§ DESCRIPTION OF THE TASK: Update the items below by replacing every occurrence of "one point per instance" with "a separate point for each instance". Write out all the items again with nothing else changed.

/---

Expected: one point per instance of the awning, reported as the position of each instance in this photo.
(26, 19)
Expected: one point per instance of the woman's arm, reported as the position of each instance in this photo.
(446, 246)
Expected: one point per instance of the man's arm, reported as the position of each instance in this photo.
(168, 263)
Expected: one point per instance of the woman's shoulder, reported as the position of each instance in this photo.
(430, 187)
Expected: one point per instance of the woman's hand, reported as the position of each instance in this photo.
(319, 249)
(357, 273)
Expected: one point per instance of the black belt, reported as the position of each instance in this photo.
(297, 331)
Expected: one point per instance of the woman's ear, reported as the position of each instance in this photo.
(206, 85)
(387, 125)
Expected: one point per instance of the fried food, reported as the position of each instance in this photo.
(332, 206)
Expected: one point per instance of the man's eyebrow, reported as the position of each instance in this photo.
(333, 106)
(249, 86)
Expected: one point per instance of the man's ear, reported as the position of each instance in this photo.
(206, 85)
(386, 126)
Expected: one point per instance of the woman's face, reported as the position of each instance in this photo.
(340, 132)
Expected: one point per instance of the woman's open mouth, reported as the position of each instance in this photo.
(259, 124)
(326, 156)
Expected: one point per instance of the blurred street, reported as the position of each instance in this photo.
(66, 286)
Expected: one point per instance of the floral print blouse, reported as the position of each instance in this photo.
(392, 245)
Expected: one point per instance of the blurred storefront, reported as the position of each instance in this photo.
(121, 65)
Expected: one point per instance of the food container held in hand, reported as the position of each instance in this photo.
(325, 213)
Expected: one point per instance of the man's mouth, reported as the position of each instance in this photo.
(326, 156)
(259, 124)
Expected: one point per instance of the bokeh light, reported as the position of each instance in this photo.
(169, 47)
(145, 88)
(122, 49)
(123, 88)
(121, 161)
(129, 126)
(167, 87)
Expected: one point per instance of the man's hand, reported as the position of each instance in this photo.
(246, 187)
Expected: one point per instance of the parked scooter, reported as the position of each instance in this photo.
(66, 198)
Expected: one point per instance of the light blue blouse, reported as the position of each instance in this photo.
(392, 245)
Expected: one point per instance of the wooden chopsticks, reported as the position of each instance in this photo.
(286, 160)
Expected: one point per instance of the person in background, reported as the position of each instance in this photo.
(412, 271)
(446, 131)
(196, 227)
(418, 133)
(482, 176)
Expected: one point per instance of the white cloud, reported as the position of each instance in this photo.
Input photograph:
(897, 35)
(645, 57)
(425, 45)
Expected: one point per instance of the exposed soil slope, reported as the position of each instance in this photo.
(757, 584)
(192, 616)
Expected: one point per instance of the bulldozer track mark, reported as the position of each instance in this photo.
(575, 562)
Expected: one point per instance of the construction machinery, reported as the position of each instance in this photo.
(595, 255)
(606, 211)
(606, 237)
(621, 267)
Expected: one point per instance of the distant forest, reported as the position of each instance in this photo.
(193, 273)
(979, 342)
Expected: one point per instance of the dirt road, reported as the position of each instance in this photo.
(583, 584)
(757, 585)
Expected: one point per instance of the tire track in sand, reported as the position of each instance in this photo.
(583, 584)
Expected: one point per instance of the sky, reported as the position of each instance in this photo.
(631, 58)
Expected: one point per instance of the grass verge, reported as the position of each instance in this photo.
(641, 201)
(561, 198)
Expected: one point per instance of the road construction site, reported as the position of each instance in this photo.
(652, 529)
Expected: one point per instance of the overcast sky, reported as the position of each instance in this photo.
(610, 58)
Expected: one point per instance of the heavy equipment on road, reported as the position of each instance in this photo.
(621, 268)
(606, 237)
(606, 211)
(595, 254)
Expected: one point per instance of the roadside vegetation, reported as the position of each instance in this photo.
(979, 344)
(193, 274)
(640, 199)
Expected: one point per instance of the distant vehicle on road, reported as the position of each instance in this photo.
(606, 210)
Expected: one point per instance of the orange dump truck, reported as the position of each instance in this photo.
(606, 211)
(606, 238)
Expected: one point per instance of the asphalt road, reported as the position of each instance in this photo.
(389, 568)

\---

§ FINISHED ANSWER:
Expected: a separate point for each instance of the awning, reported as the position of each instance in this photo.
(26, 19)
Expected: a separate point for each instance of the woman's arm, reported as the position of each instance in this photo.
(446, 246)
Expected: a separate point for each instance of the man's arm, reported as the position of each instance in this photo.
(168, 263)
Expected: a separate point for each instance of the woman's shoulder, reported as the position of each instance in this photo.
(430, 187)
Expected: a separate point for each instance of the woman's hand, reported as the position of each instance in this photo.
(319, 249)
(357, 273)
Expected: a separate point for each instance of the black belt, reported as the position of each instance in this photo.
(297, 331)
Expected: a separate point for each instance of the woman's ear, reported as the position of each instance in this photo.
(206, 85)
(387, 125)
Expected: a separate point for each instance of the fried food, reported as the position of each instance in this photo.
(332, 206)
Expected: a separate point for each instance of the man's eyebrow, reported as the position of each instance in this photo.
(333, 106)
(249, 86)
Expected: a separate point for each instance of the man's ear, reported as the position of each instance in this photo.
(206, 85)
(386, 126)
Expected: a separate point for each instance of the woman's face, reported as the position of each instance in this photo.
(340, 132)
Expected: a separate point for each instance of the woman's open mouth, reported as the position of each instance in this photo.
(259, 124)
(326, 156)
Expected: a separate point for each instance of the blurred street, reported as the position of each instance in this photo.
(66, 286)
Expected: a separate point for each instance of the floral print blouse, reported as the position of each instance in this photo.
(392, 245)
Expected: a separate point for each instance of the blurred storefront, reported as the position of each instance in this photo.
(121, 65)
Expected: a separate point for each instance of the food container held in hand, reported as the position of each instance in this photo.
(325, 213)
Expected: a separate point for each instance of the man's mouth, reported as the position of each instance in this photo.
(326, 156)
(259, 124)
Expected: a separate point for each instance of the bokeh light, reported as the position of each instance in this photo.
(169, 47)
(145, 88)
(122, 49)
(123, 88)
(121, 161)
(129, 126)
(167, 87)
Expected: a separate point for each instance of the man's hand, reported as the position of each instance in this photo.
(246, 187)
Expected: a separate point for each instance of the parked scooter, reported as the position of each instance in this photo.
(66, 198)
Expected: a separate point for each instance of the light blue blouse, reported as the position of each instance in this photo.
(392, 245)
Expected: a separate point for each instance of the wooden chopsticks, reported as the position of each instance in this photo.
(286, 160)
Expected: a separate point for each instance of the person in background, reported as the position of each instance in this photo.
(412, 271)
(446, 131)
(196, 227)
(418, 133)
(482, 176)
Expected: a separate point for each instance of the white cloud, reported as the position of each instance in this photo.
Input photograph:
(897, 35)
(645, 57)
(425, 45)
Expected: a separate point for each instance of the exposed soil slope, reported as the position of each instance in this photo.
(757, 584)
(192, 616)
Expected: a separate point for each instance of the bulldozer track mark, reported as the position of each instance in this photo.
(575, 562)
Expected: a separate point for each instance of the construction machinery, reported as the position of each instance in this photo.
(595, 255)
(606, 211)
(606, 237)
(621, 267)
Expected: a separate point for each instance of the distant forest, reported as the position of each instance in this photo.
(193, 273)
(979, 342)
Expected: a separate point for each instance of the dirt road, reported as the position of each instance in this photo.
(583, 584)
(757, 585)
Expected: a separate point for each instance of the tire track in sand, reported as the position of each instance in this photo.
(583, 584)
Expected: a separate point for each instance of the sky, reported as the position of each instance in this photo.
(631, 58)
Expected: a separate point for each instance of the grass verge, reported as the position of each instance in this photo.
(641, 201)
(561, 198)
Expected: a separate point for each instance of the road construction site, reported as the position of each instance in this photo.
(652, 529)
Expected: a separate point for each instance of the overcast sky, reported as the position of each instance in this photo.
(610, 58)
Expected: a separate point for each instance of the heavy equipment on road, reported as the position of each instance in this photo.
(621, 268)
(606, 237)
(606, 211)
(595, 254)
Expected: a separate point for each instance of the roadside vegetation, reported as the position of each instance in this photo.
(979, 344)
(193, 274)
(640, 199)
Expected: a separate point for each instance of the distant vehicle on road, reported as the position of each instance in this photo.
(606, 210)
Expected: a separate point for each instance of the orange dump truck, reported as the position of each instance in this photo.
(606, 211)
(606, 238)
Expected: a separate point for each instance of the asphalt road, reported as the position of each instance in this photo.
(389, 568)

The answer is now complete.